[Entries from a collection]
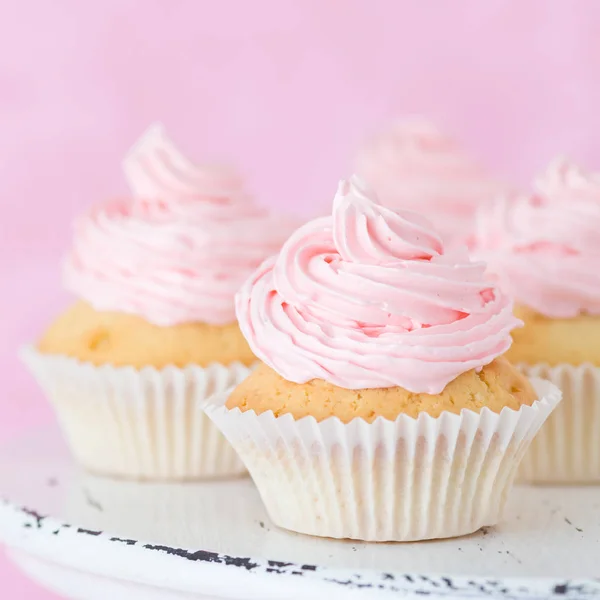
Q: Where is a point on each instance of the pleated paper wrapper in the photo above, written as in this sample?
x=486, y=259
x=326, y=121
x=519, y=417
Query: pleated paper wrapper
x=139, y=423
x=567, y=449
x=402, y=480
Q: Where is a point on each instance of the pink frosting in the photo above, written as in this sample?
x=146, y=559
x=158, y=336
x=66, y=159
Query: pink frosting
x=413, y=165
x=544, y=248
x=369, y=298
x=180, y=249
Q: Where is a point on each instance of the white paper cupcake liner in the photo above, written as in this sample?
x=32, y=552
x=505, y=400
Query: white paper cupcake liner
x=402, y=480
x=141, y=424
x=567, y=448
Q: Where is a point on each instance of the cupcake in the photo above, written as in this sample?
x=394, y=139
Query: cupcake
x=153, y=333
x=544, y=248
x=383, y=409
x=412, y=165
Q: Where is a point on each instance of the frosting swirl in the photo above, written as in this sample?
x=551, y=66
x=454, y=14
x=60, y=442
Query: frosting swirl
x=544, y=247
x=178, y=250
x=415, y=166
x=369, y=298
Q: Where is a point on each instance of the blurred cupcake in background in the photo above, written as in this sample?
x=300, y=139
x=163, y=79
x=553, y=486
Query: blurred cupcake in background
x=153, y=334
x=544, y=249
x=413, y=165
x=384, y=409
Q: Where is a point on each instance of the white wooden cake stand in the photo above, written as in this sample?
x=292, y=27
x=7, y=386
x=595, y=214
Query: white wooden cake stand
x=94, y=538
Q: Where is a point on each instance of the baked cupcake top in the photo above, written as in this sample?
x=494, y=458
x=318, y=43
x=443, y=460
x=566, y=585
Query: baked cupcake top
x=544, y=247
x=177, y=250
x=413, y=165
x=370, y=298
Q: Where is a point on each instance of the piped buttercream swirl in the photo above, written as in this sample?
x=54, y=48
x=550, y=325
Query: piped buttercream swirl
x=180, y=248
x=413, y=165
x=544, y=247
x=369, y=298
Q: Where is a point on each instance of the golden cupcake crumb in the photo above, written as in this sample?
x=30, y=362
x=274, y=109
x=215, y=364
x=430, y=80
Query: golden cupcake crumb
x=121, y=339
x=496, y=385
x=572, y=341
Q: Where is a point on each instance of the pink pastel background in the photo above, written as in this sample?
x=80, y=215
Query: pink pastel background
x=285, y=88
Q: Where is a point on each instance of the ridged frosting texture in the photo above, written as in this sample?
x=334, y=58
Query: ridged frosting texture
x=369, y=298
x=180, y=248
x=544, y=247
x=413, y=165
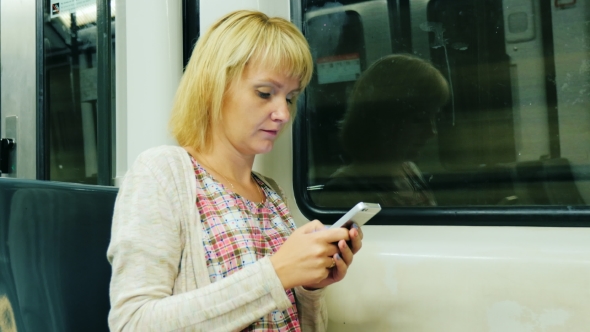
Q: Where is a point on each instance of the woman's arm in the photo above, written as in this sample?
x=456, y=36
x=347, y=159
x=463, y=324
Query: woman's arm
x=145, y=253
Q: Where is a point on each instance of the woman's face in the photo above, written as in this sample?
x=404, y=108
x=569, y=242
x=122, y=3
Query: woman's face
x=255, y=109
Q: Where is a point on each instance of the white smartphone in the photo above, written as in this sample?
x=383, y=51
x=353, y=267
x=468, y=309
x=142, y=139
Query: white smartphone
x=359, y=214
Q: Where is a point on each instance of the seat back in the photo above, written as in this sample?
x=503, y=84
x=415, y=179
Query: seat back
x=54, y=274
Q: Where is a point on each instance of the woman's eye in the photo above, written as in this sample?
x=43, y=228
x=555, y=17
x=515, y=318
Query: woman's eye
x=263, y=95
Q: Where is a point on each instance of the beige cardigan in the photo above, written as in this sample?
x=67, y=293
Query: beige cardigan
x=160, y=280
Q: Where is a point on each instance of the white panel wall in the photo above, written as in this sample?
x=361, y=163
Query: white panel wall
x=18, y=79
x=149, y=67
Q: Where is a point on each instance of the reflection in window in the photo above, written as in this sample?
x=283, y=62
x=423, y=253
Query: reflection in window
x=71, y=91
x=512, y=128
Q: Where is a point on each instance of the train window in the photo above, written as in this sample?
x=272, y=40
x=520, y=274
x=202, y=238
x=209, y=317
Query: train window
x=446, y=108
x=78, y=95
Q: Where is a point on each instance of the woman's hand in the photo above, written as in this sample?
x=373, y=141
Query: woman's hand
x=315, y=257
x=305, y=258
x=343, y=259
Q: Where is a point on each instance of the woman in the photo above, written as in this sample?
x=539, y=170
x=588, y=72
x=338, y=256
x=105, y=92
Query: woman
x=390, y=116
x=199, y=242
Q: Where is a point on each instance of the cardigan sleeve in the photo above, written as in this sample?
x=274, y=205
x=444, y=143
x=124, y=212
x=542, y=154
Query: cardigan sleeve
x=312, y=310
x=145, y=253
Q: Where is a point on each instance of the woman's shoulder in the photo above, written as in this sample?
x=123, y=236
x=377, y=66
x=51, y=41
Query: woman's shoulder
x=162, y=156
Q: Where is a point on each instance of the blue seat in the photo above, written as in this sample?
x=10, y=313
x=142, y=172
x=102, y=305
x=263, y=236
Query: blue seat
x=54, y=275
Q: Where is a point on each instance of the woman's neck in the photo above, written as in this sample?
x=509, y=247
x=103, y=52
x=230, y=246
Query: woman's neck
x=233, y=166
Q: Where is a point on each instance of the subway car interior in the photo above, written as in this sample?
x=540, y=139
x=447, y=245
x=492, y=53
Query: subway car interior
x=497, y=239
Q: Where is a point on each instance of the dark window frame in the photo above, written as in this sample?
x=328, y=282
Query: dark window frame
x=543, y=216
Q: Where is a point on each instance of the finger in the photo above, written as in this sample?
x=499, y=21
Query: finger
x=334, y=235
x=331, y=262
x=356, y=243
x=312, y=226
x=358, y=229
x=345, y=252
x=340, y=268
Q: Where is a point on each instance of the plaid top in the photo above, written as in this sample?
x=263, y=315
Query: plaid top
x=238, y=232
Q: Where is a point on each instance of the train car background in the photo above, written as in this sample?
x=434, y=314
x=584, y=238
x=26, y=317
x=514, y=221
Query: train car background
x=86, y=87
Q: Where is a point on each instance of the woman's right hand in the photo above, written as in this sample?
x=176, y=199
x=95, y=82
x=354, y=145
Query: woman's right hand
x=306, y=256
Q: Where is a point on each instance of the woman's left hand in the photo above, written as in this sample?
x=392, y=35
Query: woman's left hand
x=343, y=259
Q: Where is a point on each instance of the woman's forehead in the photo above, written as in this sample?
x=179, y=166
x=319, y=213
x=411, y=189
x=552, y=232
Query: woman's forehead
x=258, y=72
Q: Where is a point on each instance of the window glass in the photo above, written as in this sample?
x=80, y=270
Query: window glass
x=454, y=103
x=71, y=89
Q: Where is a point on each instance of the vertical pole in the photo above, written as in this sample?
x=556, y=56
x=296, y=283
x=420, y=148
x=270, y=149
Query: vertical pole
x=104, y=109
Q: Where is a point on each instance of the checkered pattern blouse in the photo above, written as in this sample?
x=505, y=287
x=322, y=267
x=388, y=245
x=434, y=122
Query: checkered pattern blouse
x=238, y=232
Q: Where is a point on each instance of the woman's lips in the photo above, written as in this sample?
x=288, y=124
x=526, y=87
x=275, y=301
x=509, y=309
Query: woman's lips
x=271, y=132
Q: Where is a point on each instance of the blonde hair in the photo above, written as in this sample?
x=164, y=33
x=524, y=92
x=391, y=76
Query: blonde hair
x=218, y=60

[PROBLEM TO SOLVE] Turn all of the entries above into a numbered list with one line per item, dropping any blank lines. Leave out the pictures.

[WRITTEN ANSWER]
1. Q: Where is a point on each instance of the pleated paper wrapper in the photo above, written as in this sample?
2. x=486, y=259
3. x=326, y=121
4. x=519, y=417
5. Query: pleated paper wrapper
6. x=139, y=423
7. x=567, y=449
8. x=402, y=480
9. Q: Where is a point on each instance of the pink frosting in the photo above, written as in this sample?
10. x=146, y=559
11. x=158, y=336
12. x=66, y=159
13. Query: pink frosting
14. x=413, y=165
15. x=544, y=248
16. x=369, y=298
17. x=180, y=249
18. Q: Where is a point on each instance of the white paper cupcake liner in the photo above, written as in this sample?
19. x=32, y=552
20. x=505, y=400
21. Query: white paper cupcake liner
22. x=402, y=480
23. x=141, y=424
24. x=567, y=448
25. Q: Where is a point on each instance of the cupcake in the photo above, written as in this sample?
26. x=394, y=139
27. Query: cupcake
28. x=153, y=333
29. x=544, y=248
30. x=383, y=409
31. x=412, y=165
32. Q: Where is a point on each instance of the frosting swirl in the photo above, written as in this sample?
33. x=551, y=66
34. x=454, y=14
35. x=60, y=442
36. Query: frosting swirl
37. x=544, y=247
38. x=178, y=250
39. x=415, y=166
40. x=369, y=298
41. Q: Where is a point on each instance of the blurred cupcake in background in the photo above, written as in this sample?
42. x=300, y=139
43. x=163, y=79
44. x=553, y=486
45. Query: blurred cupcake in background
46. x=153, y=334
47. x=544, y=249
48. x=413, y=165
49. x=384, y=409
50. Q: Where is a point on each instance of the white wooden cake stand in the photo above, written as in this sample?
51. x=292, y=27
52. x=7, y=386
53. x=595, y=214
54. Query: white wooden cake stand
55. x=94, y=538
56. Q: Where is a point on each instance of the baked cupcake top in the photo above, written as in this sample?
57. x=494, y=458
58. x=318, y=43
59. x=443, y=460
60. x=566, y=585
61. Query: baked cupcake top
62. x=544, y=247
63. x=177, y=250
64. x=413, y=165
65. x=370, y=298
66. Q: Where is a point on each instance of the piped buttercream swirl in the photo above, written as in this sample?
67. x=54, y=48
68. x=550, y=325
69. Query: piped buttercream swirl
70. x=180, y=248
71. x=413, y=165
72. x=544, y=247
73. x=369, y=298
74. Q: Where is a point on each instance of the golden cupcake crumb in the photo above, written as in this sample?
75. x=30, y=362
76. x=274, y=109
77. x=215, y=364
78. x=430, y=80
79. Query: golden cupcake crumb
80. x=121, y=339
81. x=496, y=385
82. x=572, y=341
83. Q: Where is a point on each instance of the pink pastel background in the photo above, written as in this sample?
84. x=80, y=215
85. Query: pink pastel background
86. x=285, y=88
87. Q: Where is a point on each instance of the ridged frosting texture in the photo above, written as in this sample?
88. x=334, y=58
89. Query: ridged frosting texture
90. x=369, y=298
91. x=180, y=248
92. x=544, y=247
93. x=413, y=165
94. Q: Where is a point on each instance of the woman's arm in the photo above, written as in this sample?
95. x=456, y=36
96. x=347, y=159
97. x=463, y=324
98. Query: woman's arm
99. x=145, y=253
100. Q: Where is a point on each instance of the woman's face in the photo above, written as in this sample?
101. x=404, y=108
102. x=569, y=242
103. x=122, y=3
104. Query: woman's face
105. x=255, y=109
106. Q: Where is a point on each instance of the white smartphone in the photo above, written as in this sample?
107. x=383, y=51
108. x=353, y=267
109. x=468, y=309
110. x=142, y=139
111. Query: white smartphone
112. x=359, y=214
113. Q: Where is a point on each instance of the seat back in the photo above, written as in this sample?
114. x=503, y=84
115. x=415, y=179
116. Query: seat back
117. x=54, y=274
118. Q: Where is a point on each instance of the woman's eye in the photo above, written as in this sample?
119. x=43, y=228
120. x=555, y=17
121. x=515, y=318
122. Query: woman's eye
123. x=263, y=95
124. Q: Where is a point on each instance of the beige cardigan in the photo above, written as in this sample?
125. x=67, y=293
126. Query: beige cardigan
127. x=160, y=280
128. Q: Where is a point on each instance of the white panel wall in the photo above, written as in this sample?
129. x=361, y=163
130. Query: white panel wall
131. x=18, y=79
132. x=149, y=67
133. Q: Where is a point on each instance of the reflection in window in the photo above, written as in this sample?
134. x=283, y=62
135. x=423, y=253
136. Query: reflection in window
137. x=71, y=91
138. x=512, y=128
139. Q: Where is a point on each instance of the train window in the photo above, written as in this sample?
140. x=272, y=40
141. x=520, y=274
142. x=202, y=238
143. x=209, y=317
144. Query: train window
145. x=446, y=108
146. x=78, y=95
147. Q: Where is a point on each instance of the woman's hand in the photo above, written as in this sample?
148. x=373, y=141
149. Query: woman's hand
150. x=315, y=257
151. x=305, y=258
152. x=343, y=259
153. Q: Where is a point on each instance of the woman in the photo above, written as in this sample?
154. x=539, y=170
155. x=588, y=72
156. x=338, y=256
157. x=105, y=92
158. Query: woman
159. x=390, y=116
160. x=199, y=242
161. Q: Where is a point on each instance of the cardigan sleeve in the photo above, written as in this sample?
162. x=274, y=205
163. x=444, y=143
164. x=124, y=212
165. x=542, y=154
166. Query: cardigan sleeve
167. x=312, y=310
168. x=145, y=253
169. Q: Where is a point on each instance of the woman's shoulder in the photo above, written as in this sample?
170. x=123, y=236
171. x=377, y=66
172. x=51, y=41
173. Query: woman's shoulder
174. x=162, y=156
175. Q: Where is a point on each instance of the blue seat in the photo above, written as in this sample?
176. x=10, y=313
177. x=142, y=172
178. x=102, y=305
179. x=263, y=236
180. Query: blue seat
181. x=54, y=275
182. Q: Where is a point on each instance of the woman's neck in the photo above, written as in this sample?
183. x=509, y=247
184. x=103, y=52
185. x=230, y=246
186. Query: woman's neck
187. x=233, y=166
188. Q: Where is a point on each instance of the subway car interior in the photo above, written as in this sample?
189. x=540, y=139
190. x=447, y=245
191. x=492, y=53
192. Query: subway car interior
193. x=497, y=239
194. Q: Where is a point on each instance of the dark window frame in the photo above, written as in this sample?
195. x=328, y=282
196. Query: dark window frame
197. x=543, y=216
198. Q: Where is a point on each instance of the finger in the photo above, written as in this sample?
199. x=499, y=21
200. Query: finger
201. x=334, y=235
202. x=331, y=262
203. x=356, y=243
204. x=312, y=226
205. x=358, y=229
206. x=345, y=252
207. x=340, y=268
208. Q: Where is a point on each instance of the plaid top in the photo above, written as in this sample?
209. x=263, y=315
210. Query: plaid top
211. x=238, y=232
212. Q: Where is a point on each instance of the train car background in the photo above, written as in this sample?
213. x=434, y=314
214. x=584, y=238
215. x=26, y=317
216. x=514, y=221
217. Query: train car background
218. x=86, y=87
219. Q: Where is a point on each instance of the woman's right hand in the photo above, written as in this sample?
220. x=176, y=199
221. x=95, y=82
222. x=354, y=145
223. Query: woman's right hand
224. x=306, y=256
225. Q: Where is a point on each instance of the woman's left hand in the photo above, written as in this sample?
226. x=392, y=35
227. Query: woman's left hand
228. x=343, y=259
229. Q: Where is a point on each instance of the woman's forehead in the photo above, written as in this sample?
230. x=179, y=166
231. x=319, y=213
232. x=411, y=189
233. x=552, y=232
234. Query: woman's forehead
235. x=258, y=72
236. Q: Where is a point on each instance of the window glass in the photo above, written as in this sample?
237. x=80, y=270
238. Query: window glass
239. x=454, y=103
240. x=71, y=89
241. Q: Where is a point on each instance of the vertical pole in the photo above, written as in this sample?
242. x=556, y=56
243. x=296, y=283
244. x=420, y=148
245. x=270, y=149
246. Query: vertical pole
247. x=104, y=109
248. Q: Where is a point on each instance of the checkered pattern blouse in the photo above, written as in this sample?
249. x=505, y=287
250. x=322, y=267
251. x=388, y=245
252. x=434, y=122
253. Query: checkered pattern blouse
254. x=238, y=232
255. Q: Where is a point on each instance of the woman's lips in the photo above, written as in this sample?
256. x=288, y=124
257. x=526, y=87
258. x=275, y=301
259. x=509, y=309
260. Query: woman's lips
261. x=271, y=132
262. Q: Where is a point on each instance of the blonde hair in the photo above, written as in this sample?
263. x=164, y=33
264. x=524, y=92
265. x=391, y=76
266. Query: blonde hair
267. x=218, y=60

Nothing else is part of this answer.